START Excerpt provided
This version of the animals from the 1988 adaptation “Alice” makes the previous ones look downright cute and cuddly. After the Rabbit sends Bill the Lizard to retrieve Alice, she kicks Bill through the chimney. The other animals nurse him back to health, but then chase Alice when they see her. If these freaky skeletal animals were after me, I’d turn into Usain Bolt.
When Alice doesn’t “Just Say No” to what a hookah-smoking Caterpillar is offering.
“The Caterpillar and Alice looked at each other for some time in silence: at last the Caterpillar took the hookah out of its mouth, and addressed her in a languid, sleepy voice. 'Who are you?' said the Caterpillar.
This was not an encouraging opening for a conversation. Alice replied, rather shyly, 'I—I hardly know, sir, just at present—at least I know who I was when I got up this morning, but I think I must have been changed several times since then.'”
Alice continues to show she’s not exactly the sharpest knife in the drawer as she asks a caterpillar for help, and then eats mushrooms given to her by the hookah-sucking larva. A questionable act at any time, but it’s especially foolish when it comes from the low-rent looking caterpillar in this 1983 adaptation.
When a cat with an eerie smile fades in and out of reality.
“I wish you wouldn't keep appearing and vanishing so suddenly: you make one quite giddy.'
'All right,' said the Cat; and this time it vanished quite slowly, beginning with the end of the tail, and ending with the grin, which remained some time after the rest of it had gone.
'Well! I've often seen a cat without a grin,' thought Alice; 'but a grin without a cat! It's the most curious thing I ever saw in my life!'”
The disappearance the Cheshire Cat is both fun and unsettling in this well-known 1951 Disney version. In the story, the cat tells Alice, “We’re all mad here,” and when she’s all like, “You don’t know me, homie,” he burns her with, “You must be, or you wouldn’t have come here.” Sounds like the best explanation so far for the weirdness of Wonderland.
When Alice crashes a perpetual tea party.
“'Have some wine,' the March Hare said in an encouraging tone.
Alice looked all round the table, but there was nothing on it but tea. 'I don't see any wine,' she remarked.
'There isn't any,' said the March Hare.
'Then it wasn't very civil of you to offer it,' said Alice angrily.
'It wasn't very civil of you to sit down without being invited,' said the March Hare.”
Alice’s entire visit with the Hatter, the March Hare, and the sleepy Dormouse is a jumble of riddles, rudeness, and wordplay. No wonder the poor simple girl flounces off in disgust. And in this 1949 version, the Hatter is a far cry from the potential love interest he is in some of the later versions.
When a grumpy queen demands constant decapitation.
“The Queen had only one way of settling all difficulties, great or small. 'Off with his head!' she said, without even looking round.”
END Excerpt provided
START Entries shown
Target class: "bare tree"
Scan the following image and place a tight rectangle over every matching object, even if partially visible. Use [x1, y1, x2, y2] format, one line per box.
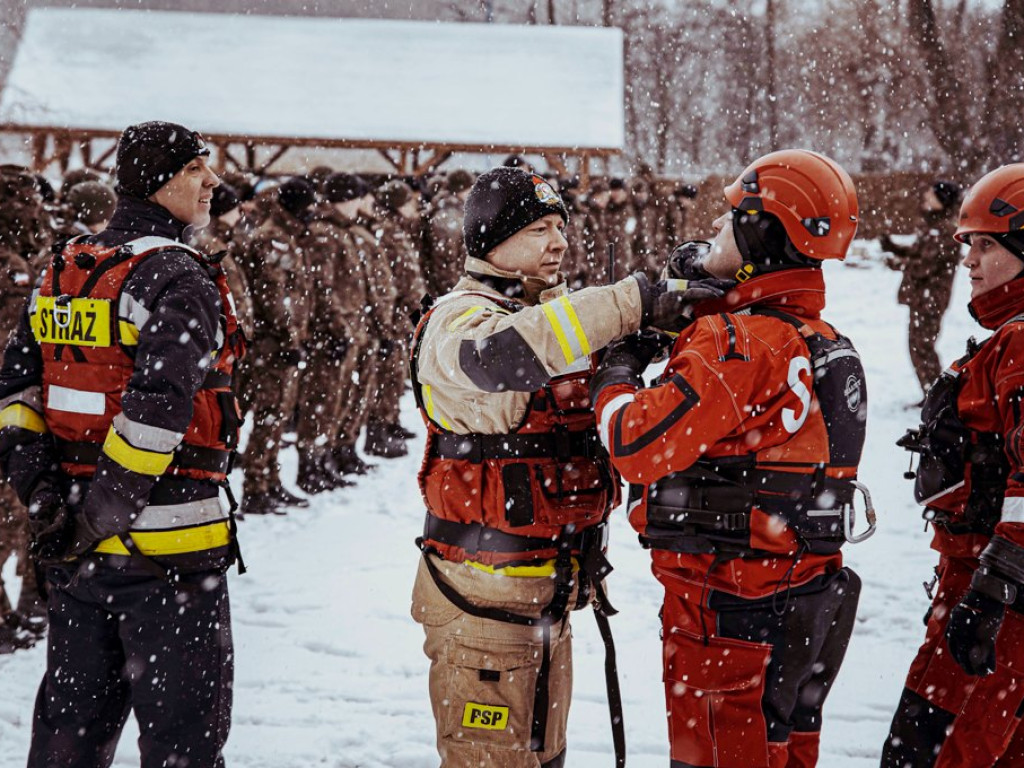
[907, 0, 987, 173]
[765, 0, 778, 152]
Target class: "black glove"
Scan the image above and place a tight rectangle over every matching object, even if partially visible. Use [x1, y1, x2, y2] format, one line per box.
[660, 240, 713, 280]
[946, 589, 1007, 677]
[635, 272, 735, 332]
[29, 483, 71, 562]
[590, 331, 672, 402]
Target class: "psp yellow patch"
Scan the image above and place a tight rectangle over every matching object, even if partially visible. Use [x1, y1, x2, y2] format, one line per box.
[462, 701, 509, 731]
[31, 296, 111, 347]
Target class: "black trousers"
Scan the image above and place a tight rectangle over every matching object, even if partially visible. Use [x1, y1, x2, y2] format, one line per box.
[28, 562, 233, 768]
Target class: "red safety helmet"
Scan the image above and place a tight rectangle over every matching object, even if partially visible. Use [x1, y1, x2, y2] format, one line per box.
[725, 150, 858, 259]
[953, 163, 1024, 243]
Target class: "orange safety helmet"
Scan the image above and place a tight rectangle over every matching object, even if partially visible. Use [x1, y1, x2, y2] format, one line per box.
[953, 163, 1024, 243]
[725, 150, 858, 259]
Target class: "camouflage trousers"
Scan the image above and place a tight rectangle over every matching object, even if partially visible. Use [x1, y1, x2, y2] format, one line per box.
[332, 338, 380, 447]
[370, 339, 409, 424]
[243, 359, 299, 496]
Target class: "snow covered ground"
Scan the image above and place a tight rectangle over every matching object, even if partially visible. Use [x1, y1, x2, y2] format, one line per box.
[0, 244, 984, 768]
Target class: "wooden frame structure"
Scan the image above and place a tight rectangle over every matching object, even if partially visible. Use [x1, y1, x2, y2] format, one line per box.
[0, 124, 622, 188]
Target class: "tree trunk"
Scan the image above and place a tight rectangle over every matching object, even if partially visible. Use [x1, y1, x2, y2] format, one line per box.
[907, 0, 983, 173]
[765, 0, 778, 152]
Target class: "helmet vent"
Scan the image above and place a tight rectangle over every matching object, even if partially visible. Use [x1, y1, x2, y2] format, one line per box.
[988, 198, 1017, 216]
[800, 216, 831, 238]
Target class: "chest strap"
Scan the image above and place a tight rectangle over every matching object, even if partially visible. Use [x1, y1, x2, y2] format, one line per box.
[430, 429, 608, 464]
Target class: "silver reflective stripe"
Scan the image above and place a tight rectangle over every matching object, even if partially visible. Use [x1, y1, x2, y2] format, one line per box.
[0, 384, 43, 414]
[597, 394, 636, 447]
[118, 293, 150, 329]
[114, 414, 185, 454]
[46, 384, 106, 416]
[814, 349, 860, 368]
[1001, 496, 1024, 522]
[131, 498, 227, 530]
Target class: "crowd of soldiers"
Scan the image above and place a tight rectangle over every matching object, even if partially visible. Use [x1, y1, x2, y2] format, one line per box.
[0, 158, 696, 652]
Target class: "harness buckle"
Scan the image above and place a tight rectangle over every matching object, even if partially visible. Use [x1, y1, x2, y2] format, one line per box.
[841, 480, 877, 544]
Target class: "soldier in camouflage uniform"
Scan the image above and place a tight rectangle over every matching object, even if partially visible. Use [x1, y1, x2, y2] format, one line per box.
[0, 166, 46, 653]
[424, 169, 473, 296]
[193, 181, 253, 416]
[604, 178, 643, 279]
[234, 178, 314, 514]
[582, 178, 622, 286]
[367, 180, 426, 456]
[56, 181, 118, 239]
[324, 173, 404, 474]
[298, 173, 368, 494]
[881, 181, 961, 394]
[630, 176, 669, 279]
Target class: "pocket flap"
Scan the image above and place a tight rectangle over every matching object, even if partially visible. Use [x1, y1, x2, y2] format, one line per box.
[665, 635, 771, 692]
[447, 637, 544, 672]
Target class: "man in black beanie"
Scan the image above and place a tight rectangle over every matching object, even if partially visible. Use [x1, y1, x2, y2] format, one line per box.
[412, 167, 721, 768]
[0, 117, 245, 768]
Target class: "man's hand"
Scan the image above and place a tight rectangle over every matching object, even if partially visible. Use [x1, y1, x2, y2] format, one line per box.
[590, 331, 672, 402]
[946, 589, 1007, 677]
[635, 272, 735, 332]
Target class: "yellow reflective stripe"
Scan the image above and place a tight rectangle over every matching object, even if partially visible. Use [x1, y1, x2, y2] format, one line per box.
[464, 557, 580, 579]
[103, 427, 174, 476]
[423, 384, 452, 429]
[96, 520, 231, 556]
[118, 319, 138, 346]
[0, 402, 50, 434]
[544, 296, 590, 362]
[449, 306, 486, 331]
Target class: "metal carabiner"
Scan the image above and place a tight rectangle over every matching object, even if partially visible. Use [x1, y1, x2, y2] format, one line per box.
[843, 480, 877, 544]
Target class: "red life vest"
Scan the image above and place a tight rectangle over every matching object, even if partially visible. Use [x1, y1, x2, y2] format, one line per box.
[412, 293, 621, 566]
[29, 237, 245, 481]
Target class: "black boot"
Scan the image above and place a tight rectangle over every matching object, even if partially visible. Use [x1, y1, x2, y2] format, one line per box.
[295, 457, 352, 496]
[366, 421, 409, 459]
[269, 485, 309, 509]
[239, 493, 286, 515]
[333, 445, 377, 475]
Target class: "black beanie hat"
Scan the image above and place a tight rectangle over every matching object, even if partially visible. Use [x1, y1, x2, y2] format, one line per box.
[463, 166, 569, 259]
[210, 181, 241, 219]
[324, 173, 370, 203]
[278, 176, 316, 216]
[117, 120, 210, 200]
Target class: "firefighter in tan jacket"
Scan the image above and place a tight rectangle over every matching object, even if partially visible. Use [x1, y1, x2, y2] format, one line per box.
[412, 168, 720, 768]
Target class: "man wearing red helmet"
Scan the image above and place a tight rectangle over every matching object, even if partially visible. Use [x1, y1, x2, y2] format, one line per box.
[592, 150, 866, 768]
[882, 164, 1024, 768]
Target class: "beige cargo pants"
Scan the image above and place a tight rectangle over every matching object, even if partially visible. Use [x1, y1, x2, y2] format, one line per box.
[412, 555, 575, 768]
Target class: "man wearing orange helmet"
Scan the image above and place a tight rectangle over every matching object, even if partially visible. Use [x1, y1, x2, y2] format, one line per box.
[882, 164, 1024, 768]
[591, 150, 866, 768]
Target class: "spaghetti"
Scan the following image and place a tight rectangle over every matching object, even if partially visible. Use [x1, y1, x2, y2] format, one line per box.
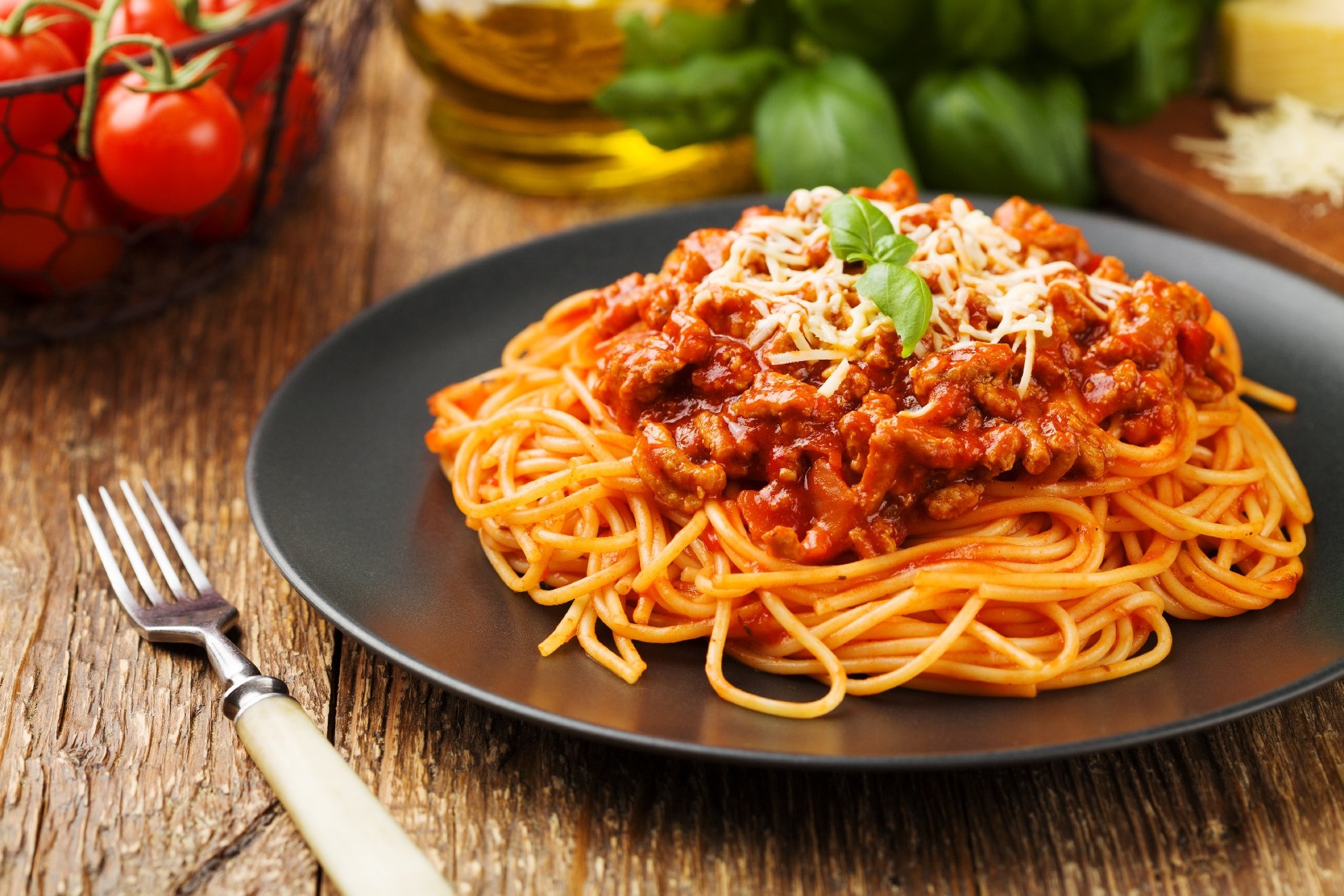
[426, 172, 1311, 717]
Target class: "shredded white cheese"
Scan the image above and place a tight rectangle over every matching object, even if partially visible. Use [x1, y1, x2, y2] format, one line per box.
[696, 187, 1130, 395]
[1175, 94, 1344, 207]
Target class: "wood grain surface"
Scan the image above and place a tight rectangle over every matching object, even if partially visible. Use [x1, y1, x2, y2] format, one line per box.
[0, 20, 1344, 895]
[1093, 96, 1344, 293]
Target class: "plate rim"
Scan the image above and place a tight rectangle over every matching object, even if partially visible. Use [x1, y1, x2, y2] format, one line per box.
[243, 193, 1344, 772]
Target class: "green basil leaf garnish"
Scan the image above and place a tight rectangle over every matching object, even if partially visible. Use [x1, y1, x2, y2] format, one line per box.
[821, 195, 897, 265]
[855, 262, 933, 357]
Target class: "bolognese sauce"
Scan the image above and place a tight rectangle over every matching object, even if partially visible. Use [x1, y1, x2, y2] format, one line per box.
[590, 172, 1235, 563]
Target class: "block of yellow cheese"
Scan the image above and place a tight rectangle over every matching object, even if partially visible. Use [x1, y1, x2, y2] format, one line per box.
[1219, 0, 1344, 111]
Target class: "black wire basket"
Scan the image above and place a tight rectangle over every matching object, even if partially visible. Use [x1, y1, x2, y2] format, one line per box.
[0, 0, 377, 350]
END Entries shown
Work task 1: Based on the excerpt about Alice adaptations, decide whether each statement agrees with it: (a) the 1951 version it mentions is a Disney version; (b) in the quoted tea-party passage, wine is on the table; (c) the Cat vanishes starting with its grin. Answer yes or no for each and quote the words that decide it.
Work task 2: Reproduce the stretch of the excerpt about Alice adaptations from "When a cat with" through "it had gone.".
Work task 3: Summarize the excerpt about Alice adaptations in two sentences.

Task result 1:
(a) Yes: "this well-known 1951 Disney version"
(b) No: "there was nothing on it but tea"
(c) No: "beginning with the end of the tail, and ending with the grin"

Task result 2:
When a cat with an eerie smile fades in and out of reality.
“I wish you wouldn't keep appearing and vanishing so suddenly: you make one quite giddy.'
'All right,' said the Cat; and this time it vanished quite slowly, beginning with the end of the tail, and ending with the grin, which remained some time after the rest of it had gone.

Task result 3: The excerpt pairs quoted scenes with comments on several adaptations of Alice: a 1988 version with skeletal animals, a 1983 version in which Alice eats mushrooms from a caterpillar, a 1951 Disney version featuring the Cheshire Cat, and a 1949 version of the tea party. It ends with a queen who settles all difficulties with "Off with his head!"